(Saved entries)
++++++
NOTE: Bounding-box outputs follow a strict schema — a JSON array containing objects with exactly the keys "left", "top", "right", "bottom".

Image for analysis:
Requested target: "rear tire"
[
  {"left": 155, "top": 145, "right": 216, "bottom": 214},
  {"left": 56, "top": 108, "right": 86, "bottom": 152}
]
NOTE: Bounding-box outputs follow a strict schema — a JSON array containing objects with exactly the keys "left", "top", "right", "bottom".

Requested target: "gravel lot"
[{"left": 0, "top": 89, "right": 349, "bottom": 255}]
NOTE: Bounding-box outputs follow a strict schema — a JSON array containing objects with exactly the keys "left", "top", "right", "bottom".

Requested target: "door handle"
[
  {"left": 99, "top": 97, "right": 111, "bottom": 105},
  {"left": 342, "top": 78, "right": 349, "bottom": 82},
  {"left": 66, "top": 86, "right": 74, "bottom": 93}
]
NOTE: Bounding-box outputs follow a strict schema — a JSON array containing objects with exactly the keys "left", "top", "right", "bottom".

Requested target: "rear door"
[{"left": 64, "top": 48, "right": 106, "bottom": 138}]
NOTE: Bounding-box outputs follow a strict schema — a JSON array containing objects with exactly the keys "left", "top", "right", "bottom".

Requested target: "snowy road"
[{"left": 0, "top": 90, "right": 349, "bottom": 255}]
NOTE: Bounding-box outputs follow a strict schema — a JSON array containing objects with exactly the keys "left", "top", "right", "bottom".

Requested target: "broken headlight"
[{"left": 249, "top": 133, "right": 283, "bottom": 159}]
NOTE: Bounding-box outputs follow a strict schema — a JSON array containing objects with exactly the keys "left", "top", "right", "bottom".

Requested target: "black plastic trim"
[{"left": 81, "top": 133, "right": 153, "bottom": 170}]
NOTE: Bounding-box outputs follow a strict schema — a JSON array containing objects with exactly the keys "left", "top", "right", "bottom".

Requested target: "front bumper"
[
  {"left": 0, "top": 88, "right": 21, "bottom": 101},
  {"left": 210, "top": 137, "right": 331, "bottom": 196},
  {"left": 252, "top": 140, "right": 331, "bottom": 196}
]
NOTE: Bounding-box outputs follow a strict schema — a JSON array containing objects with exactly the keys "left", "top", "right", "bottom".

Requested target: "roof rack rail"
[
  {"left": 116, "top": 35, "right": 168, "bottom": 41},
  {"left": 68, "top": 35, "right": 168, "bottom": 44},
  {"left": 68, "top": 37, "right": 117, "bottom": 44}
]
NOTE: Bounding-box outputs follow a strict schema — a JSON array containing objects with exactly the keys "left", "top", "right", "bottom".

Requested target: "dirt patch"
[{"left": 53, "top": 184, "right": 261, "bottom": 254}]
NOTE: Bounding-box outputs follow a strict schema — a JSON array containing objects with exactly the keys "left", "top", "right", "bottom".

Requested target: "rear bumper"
++++++
Activity ▸ Would you return the entries exactly as they stand?

Task solution ▸
NOTE: Bounding-box outputs follow a strict schema — a JSON array containing objects with exactly the keys "left", "top", "right", "bottom".

Image for analysis:
Requested target: "rear tire"
[
  {"left": 155, "top": 145, "right": 216, "bottom": 214},
  {"left": 56, "top": 108, "right": 86, "bottom": 152}
]
NOTE: Bounding-box outputs follow a strict schema — a JSON array containing objects with exactly the keys "left", "top", "right", "bottom".

Requested target: "gravel lot"
[{"left": 0, "top": 89, "right": 349, "bottom": 255}]
NOTE: Bounding-box outputs follow a strict schema — a JSON array containing objects with exactly the keys "left", "top", "right", "bottom".

Requested target: "door handle"
[
  {"left": 99, "top": 97, "right": 111, "bottom": 105},
  {"left": 342, "top": 78, "right": 349, "bottom": 82},
  {"left": 66, "top": 86, "right": 74, "bottom": 93}
]
NOTE: Bounding-box outputs follow a strict schema — a JSON array containing objects with exactly the keys "left", "top", "right", "bottom".

Requested target: "rear door"
[{"left": 64, "top": 48, "right": 106, "bottom": 138}]
NOTE: Bounding-box outputs follow a strict schema — a JSON array containing objects with exactly the keys "left", "top", "right", "bottom".

Requested target: "snowy road"
[{"left": 0, "top": 90, "right": 349, "bottom": 255}]
NOTE: Bounding-box outputs follow a strict schema — a JSON array containing objects with exactly the keys "left", "top", "right", "bottom".

Requested target: "broken headlight"
[{"left": 249, "top": 133, "right": 283, "bottom": 159}]
NOTE: Bounding-box outputs follow a strict schema — a JSON array containing objects with exactly the keys "left", "top", "right", "bottom".

Requested target: "black plastic trim"
[{"left": 81, "top": 133, "right": 153, "bottom": 170}]
NOTE: Bounding-box outputs follow a strict schema — a JSON array containing objects with exactly the keys "left", "top", "right", "bottom".

Requested target: "front bumper"
[
  {"left": 0, "top": 88, "right": 21, "bottom": 101},
  {"left": 210, "top": 137, "right": 331, "bottom": 196},
  {"left": 252, "top": 140, "right": 331, "bottom": 196}
]
NOTE: Bounding-box outputs follow a strict schema — a JSON array containing objects with exactly the keys "left", "top", "right", "bottom".

Requested target: "roof rack rail"
[
  {"left": 116, "top": 35, "right": 168, "bottom": 41},
  {"left": 68, "top": 35, "right": 168, "bottom": 44},
  {"left": 68, "top": 37, "right": 117, "bottom": 44}
]
NOTE: Bounding-box outputs follow a strict schema — a JSON array containing objects with exactly the keys "left", "top", "right", "bottom".

Requested target: "dirt patch"
[{"left": 53, "top": 184, "right": 261, "bottom": 254}]
NOTE: Bounding-box outputs follow a strict schema — a JSON array containing objects with exactly the keys "left", "top", "right", "bottom".

Requested target: "rear bumper"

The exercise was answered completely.